___ PASSAGE FOR REVIEW ___

A biological feature of RF spirochetes that has been used to speciate the pathogens is vector specificity, which should be considered with B. venezuelensis and B. turicatae. With vector specificity, a given spirochete species colonizes and is transmitted by a given species of argasid tick [84,85,86,87]. We report here that there is a high level of sequence identity between B. turicatae and B. venezuelensis RMA01 despite being isolated from two different tick Ornithodoros species whose known distributions are separated by at least 2,300 km [88, 89]. However, prior to considering B. turicatae and B. venezuelensis as the same species, vector competence studies are needed to determine whether Ornithodoros rudis (the vector of B. venezuelensis) can maintain and subsequently transmit B. turicatae. Similarly, studies would be needed with O. turicata (the vector of B. turicatae) and B. venezuelensis. Collectively, these findings would better define the biological and ecological differences between B. venezuelensis and B. turicatae.

Limitations of this work include the small number of species in this clade and shortcomings with the software used in the analyses. RF has been reported in Mexico [90,91,92], Central America [93,94,95], and throughout South America [96,97,98,99], yet we only had two representative species from Latin America [9, 15]. Furthermore, the genome assembly software used was not designed necessarily for covalently closed linear replicons [100]. As a result, borrelial genome assembly is labor intensive and can result in errors [24, 101, 102]. We mitigated assembly errors by implementing quality assessment steps utilized by Kuleshov and co-workers [25], and incorporated a new tool, Merqury [103]. Annotation was also complicated by the lack of characterization for many borrelial proteins resulting in many genes being classified as “hypothetical proteins” or “domain of unknown function-containing proteins”. Another annotation/gene classification shortcoming was found in the classification of pseudogenes (e.g. B. hermsii lp73 and lp89, bhYOR_001322 and bhYOR_001456) and subsequently when analyzing the InterProScan data for pseudogenes. There were instances where InterProScan analysis failed to classify plasmid partitioning pseudogenes that the annotation software had classified. Lastly, the number and diversity of the borrelial paralogs complicates proper estimation of the core and accessory genomes. Regardless, the completed chromosome and plasmid genomes enabled an informative comparative genomics analysis on the WHsTBRF clade.

___ INPUT DATA ___

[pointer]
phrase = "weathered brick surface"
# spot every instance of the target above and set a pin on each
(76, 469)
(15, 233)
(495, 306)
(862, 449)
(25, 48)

___

WHAT YOU NEED TO DO -> In the passage on Borrelia genome analysis, which tick species is named as the vector of B. venezuelensis? The records are from a different source than the text.

PROBLEM SOLUTION -> Ornithodoros rudis